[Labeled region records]
######

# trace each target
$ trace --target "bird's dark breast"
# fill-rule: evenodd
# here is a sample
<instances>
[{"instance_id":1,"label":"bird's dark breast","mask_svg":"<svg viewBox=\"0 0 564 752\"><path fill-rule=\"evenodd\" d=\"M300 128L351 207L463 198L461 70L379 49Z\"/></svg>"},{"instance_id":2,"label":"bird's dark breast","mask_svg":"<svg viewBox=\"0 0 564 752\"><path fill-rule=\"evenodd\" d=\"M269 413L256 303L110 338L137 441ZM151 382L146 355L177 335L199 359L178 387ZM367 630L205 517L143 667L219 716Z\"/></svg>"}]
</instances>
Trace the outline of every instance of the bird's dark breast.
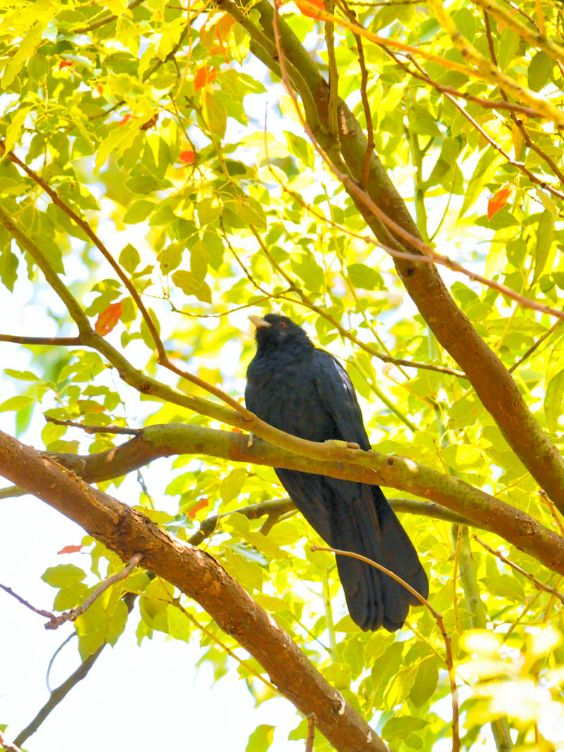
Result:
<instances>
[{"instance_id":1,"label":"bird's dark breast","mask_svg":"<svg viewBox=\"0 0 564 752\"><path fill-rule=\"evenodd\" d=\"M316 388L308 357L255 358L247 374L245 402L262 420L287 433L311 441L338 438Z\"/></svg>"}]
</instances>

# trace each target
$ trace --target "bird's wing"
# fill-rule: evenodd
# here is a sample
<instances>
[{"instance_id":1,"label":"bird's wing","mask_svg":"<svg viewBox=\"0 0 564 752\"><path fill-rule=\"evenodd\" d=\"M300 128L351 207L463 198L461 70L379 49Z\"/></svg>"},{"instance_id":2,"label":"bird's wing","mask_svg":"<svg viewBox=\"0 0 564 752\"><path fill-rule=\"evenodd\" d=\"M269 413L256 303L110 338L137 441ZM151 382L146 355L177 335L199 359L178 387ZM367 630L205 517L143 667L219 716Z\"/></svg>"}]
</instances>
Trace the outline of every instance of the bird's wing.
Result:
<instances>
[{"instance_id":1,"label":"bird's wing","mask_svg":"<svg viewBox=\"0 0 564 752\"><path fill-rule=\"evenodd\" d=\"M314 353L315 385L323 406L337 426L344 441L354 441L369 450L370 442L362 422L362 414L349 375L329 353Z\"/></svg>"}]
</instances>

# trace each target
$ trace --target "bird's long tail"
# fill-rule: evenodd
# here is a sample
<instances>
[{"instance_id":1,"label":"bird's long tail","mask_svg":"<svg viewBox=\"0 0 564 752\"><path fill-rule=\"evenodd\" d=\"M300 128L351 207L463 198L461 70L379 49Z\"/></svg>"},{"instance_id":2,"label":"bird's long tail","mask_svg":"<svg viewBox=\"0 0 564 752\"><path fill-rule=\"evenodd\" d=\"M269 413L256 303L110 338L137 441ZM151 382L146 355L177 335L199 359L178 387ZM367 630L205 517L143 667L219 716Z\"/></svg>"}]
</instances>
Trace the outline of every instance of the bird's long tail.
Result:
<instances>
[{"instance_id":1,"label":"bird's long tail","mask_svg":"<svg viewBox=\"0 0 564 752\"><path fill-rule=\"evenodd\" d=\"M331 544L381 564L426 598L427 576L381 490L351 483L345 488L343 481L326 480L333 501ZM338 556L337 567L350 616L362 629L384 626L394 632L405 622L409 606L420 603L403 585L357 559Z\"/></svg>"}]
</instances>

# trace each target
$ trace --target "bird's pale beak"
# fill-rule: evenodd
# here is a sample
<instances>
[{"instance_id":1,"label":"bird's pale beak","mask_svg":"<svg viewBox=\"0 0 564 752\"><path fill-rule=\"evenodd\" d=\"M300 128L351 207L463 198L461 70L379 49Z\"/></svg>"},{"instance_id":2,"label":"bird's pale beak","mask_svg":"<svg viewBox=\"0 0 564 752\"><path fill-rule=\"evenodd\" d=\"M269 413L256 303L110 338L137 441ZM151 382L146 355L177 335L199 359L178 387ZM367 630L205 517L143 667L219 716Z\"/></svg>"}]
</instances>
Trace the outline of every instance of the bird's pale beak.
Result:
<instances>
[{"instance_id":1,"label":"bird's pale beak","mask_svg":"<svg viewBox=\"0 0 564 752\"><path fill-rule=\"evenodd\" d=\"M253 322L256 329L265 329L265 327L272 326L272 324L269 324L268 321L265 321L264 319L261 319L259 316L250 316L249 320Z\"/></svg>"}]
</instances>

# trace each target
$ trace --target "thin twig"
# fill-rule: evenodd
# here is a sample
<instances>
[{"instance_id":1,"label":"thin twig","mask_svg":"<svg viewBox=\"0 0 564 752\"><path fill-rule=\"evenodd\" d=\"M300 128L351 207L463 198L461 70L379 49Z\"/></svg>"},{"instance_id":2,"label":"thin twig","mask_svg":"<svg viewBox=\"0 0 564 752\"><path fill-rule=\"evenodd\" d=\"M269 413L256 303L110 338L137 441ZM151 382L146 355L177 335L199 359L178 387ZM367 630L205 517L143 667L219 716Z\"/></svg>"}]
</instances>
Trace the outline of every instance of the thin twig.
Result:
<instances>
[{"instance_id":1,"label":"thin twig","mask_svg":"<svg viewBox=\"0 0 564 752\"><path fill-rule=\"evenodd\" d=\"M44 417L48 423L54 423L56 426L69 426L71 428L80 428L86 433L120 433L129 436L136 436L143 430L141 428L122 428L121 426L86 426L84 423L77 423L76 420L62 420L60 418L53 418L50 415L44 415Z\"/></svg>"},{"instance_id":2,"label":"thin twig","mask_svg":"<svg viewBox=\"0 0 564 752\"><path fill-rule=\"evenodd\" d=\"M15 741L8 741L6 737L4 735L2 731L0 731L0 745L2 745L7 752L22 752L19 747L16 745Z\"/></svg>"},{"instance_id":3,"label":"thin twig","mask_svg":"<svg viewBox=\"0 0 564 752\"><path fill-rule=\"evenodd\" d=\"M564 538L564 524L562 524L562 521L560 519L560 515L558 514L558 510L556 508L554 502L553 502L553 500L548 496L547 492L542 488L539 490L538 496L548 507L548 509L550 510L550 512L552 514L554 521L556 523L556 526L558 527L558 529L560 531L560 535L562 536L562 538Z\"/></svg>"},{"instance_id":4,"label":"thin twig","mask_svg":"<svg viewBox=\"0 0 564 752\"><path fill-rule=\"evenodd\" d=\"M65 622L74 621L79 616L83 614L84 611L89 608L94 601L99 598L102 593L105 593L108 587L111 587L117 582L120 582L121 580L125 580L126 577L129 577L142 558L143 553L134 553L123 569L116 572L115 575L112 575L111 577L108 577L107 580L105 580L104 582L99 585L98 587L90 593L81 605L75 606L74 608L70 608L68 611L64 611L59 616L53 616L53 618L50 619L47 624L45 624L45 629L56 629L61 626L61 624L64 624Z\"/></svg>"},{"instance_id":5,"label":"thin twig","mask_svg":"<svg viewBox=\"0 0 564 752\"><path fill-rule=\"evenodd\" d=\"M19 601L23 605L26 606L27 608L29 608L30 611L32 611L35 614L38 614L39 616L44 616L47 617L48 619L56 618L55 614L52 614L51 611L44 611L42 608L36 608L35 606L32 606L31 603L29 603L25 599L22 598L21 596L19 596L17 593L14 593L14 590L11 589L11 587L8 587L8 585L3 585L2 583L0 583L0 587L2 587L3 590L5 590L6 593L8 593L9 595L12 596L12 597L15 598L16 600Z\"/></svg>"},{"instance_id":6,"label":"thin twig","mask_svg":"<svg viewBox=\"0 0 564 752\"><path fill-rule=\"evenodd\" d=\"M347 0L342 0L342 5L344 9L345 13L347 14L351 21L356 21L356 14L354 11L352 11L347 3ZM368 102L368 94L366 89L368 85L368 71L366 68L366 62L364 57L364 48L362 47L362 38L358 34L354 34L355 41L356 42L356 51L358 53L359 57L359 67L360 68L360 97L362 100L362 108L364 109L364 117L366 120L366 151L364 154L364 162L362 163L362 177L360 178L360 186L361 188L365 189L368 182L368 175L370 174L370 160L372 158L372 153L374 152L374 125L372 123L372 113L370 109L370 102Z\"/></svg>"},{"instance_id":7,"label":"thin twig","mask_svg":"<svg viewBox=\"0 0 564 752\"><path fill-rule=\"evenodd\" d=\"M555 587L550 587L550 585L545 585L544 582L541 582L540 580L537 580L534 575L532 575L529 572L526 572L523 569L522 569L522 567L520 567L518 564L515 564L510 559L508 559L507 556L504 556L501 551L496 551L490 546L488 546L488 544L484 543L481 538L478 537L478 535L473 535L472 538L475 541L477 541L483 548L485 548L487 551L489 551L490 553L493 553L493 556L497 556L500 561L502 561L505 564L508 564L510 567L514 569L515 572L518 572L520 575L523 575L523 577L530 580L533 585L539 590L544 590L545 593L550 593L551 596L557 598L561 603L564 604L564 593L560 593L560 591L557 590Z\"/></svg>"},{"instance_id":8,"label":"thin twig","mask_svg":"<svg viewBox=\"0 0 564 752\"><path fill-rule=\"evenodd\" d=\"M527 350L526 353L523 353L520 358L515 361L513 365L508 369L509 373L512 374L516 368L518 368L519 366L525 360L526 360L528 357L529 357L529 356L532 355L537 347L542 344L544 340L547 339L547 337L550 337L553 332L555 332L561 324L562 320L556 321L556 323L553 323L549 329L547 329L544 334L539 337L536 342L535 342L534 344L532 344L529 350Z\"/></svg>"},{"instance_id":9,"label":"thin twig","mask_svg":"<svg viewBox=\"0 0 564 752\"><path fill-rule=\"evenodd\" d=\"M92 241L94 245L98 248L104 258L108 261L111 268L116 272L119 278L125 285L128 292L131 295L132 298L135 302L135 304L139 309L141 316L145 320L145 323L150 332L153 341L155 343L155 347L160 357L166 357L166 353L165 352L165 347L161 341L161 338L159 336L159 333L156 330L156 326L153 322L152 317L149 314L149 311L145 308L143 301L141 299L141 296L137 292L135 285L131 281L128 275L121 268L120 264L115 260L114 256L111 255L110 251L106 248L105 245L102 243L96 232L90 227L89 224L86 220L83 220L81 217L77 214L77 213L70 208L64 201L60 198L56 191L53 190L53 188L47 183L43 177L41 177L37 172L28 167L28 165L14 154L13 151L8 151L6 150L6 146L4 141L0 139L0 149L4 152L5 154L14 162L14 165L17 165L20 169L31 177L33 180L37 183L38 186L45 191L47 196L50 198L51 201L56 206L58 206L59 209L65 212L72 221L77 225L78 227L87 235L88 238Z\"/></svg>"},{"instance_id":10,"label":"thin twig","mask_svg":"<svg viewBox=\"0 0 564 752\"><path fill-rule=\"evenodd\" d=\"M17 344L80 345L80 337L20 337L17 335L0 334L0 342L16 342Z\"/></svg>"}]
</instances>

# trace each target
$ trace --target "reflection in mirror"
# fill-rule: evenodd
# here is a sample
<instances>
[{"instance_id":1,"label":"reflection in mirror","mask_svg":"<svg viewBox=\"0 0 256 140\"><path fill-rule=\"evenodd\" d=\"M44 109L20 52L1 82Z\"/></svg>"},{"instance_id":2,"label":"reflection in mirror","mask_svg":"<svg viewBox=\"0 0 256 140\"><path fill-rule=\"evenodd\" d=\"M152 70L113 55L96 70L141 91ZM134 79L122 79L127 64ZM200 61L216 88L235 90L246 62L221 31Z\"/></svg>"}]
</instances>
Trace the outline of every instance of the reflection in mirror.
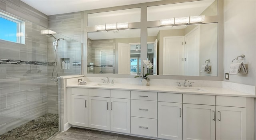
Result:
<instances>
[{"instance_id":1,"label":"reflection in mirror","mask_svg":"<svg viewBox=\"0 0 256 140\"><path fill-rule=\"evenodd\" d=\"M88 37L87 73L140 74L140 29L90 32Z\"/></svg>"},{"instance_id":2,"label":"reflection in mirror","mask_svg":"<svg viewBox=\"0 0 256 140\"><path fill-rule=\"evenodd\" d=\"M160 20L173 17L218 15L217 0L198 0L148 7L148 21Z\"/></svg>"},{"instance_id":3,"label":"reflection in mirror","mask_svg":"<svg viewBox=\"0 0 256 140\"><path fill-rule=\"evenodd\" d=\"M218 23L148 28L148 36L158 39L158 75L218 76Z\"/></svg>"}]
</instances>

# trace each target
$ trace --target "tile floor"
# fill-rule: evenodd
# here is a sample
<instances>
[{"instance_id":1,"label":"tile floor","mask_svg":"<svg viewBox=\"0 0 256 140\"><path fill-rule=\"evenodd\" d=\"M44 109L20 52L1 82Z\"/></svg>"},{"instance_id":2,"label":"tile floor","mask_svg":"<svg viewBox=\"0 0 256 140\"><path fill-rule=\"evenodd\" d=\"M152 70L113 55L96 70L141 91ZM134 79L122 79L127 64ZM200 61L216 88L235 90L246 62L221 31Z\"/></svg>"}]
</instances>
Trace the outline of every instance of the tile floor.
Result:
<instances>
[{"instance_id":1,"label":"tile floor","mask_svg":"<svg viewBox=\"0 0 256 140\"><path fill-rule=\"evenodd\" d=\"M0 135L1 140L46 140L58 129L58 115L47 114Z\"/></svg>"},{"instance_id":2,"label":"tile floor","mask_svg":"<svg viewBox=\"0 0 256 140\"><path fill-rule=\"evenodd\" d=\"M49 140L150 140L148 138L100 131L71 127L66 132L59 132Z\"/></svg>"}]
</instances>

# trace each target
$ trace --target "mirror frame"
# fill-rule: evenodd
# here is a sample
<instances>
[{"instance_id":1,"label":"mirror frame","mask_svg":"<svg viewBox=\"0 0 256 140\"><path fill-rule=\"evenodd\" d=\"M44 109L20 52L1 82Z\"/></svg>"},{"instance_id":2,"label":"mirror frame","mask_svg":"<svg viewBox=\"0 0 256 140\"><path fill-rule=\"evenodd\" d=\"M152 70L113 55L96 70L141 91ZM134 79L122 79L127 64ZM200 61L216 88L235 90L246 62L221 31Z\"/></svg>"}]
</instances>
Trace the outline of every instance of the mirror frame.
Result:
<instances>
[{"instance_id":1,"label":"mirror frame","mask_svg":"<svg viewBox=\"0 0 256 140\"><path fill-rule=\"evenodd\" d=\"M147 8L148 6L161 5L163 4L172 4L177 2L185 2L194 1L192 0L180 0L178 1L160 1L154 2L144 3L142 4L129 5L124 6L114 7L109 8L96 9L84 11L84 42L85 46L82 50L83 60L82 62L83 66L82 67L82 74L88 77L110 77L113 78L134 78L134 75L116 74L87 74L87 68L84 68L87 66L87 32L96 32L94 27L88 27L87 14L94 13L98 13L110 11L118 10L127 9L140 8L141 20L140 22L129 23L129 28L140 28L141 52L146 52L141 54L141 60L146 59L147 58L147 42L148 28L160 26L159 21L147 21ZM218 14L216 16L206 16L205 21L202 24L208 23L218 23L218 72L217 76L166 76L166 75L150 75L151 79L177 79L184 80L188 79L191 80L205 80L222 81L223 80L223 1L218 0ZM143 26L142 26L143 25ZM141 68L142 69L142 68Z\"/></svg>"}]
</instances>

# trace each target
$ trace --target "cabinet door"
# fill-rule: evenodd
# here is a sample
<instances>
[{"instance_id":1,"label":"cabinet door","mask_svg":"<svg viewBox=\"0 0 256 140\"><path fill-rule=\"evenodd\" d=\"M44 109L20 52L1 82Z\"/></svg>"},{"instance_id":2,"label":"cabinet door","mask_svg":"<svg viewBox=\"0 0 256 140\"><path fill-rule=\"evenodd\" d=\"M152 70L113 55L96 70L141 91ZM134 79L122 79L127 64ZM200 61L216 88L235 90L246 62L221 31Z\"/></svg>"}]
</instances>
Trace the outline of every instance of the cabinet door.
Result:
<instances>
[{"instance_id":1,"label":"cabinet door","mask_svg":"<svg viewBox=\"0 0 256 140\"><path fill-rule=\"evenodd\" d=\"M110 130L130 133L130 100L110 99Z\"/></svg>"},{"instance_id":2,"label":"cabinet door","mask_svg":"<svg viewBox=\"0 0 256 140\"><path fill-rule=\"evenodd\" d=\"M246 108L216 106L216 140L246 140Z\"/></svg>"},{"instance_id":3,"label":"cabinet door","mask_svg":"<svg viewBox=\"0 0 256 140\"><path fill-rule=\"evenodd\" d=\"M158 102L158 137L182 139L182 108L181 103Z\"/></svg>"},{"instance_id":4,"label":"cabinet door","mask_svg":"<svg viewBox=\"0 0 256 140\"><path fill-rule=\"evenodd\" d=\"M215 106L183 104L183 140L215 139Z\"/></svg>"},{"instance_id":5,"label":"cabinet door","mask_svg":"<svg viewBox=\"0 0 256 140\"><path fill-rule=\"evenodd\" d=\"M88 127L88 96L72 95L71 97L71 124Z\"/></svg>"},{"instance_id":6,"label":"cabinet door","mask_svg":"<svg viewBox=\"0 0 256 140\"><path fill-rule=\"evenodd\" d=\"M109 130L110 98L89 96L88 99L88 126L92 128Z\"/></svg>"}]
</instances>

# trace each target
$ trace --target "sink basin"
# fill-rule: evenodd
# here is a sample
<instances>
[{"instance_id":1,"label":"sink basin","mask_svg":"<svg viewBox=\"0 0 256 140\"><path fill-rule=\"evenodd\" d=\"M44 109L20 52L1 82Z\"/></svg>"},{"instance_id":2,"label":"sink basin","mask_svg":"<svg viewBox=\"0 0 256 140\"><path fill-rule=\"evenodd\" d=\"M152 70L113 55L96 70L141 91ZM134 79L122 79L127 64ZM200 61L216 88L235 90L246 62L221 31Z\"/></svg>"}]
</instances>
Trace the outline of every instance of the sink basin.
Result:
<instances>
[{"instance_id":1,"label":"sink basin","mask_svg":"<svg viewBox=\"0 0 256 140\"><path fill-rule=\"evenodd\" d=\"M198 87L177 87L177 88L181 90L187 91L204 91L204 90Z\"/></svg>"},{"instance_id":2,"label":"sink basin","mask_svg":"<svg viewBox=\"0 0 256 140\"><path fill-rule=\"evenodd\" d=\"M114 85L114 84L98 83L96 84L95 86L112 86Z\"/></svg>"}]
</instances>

######

■ Aim of the exercise: Find every line above that contains the string "long", and copy each one. Case counts.

■ Exercise solution:
$ trace --target "bird's long tail"
[{"instance_id":1,"label":"bird's long tail","mask_svg":"<svg viewBox=\"0 0 564 752\"><path fill-rule=\"evenodd\" d=\"M300 128L351 207L463 198L461 70L379 49Z\"/></svg>"},{"instance_id":2,"label":"bird's long tail","mask_svg":"<svg viewBox=\"0 0 564 752\"><path fill-rule=\"evenodd\" d=\"M269 413L256 303L110 338L137 441ZM151 382L146 355L177 335L199 359L178 387ZM367 630L205 517L143 667L219 716Z\"/></svg>"}]
Trace the outline of every instance of the bird's long tail.
[{"instance_id":1,"label":"bird's long tail","mask_svg":"<svg viewBox=\"0 0 564 752\"><path fill-rule=\"evenodd\" d=\"M331 544L381 564L426 598L427 576L381 490L351 483L345 488L343 481L326 480L333 501ZM338 556L337 567L350 616L362 629L384 626L394 632L405 622L409 606L420 603L403 585L357 559Z\"/></svg>"}]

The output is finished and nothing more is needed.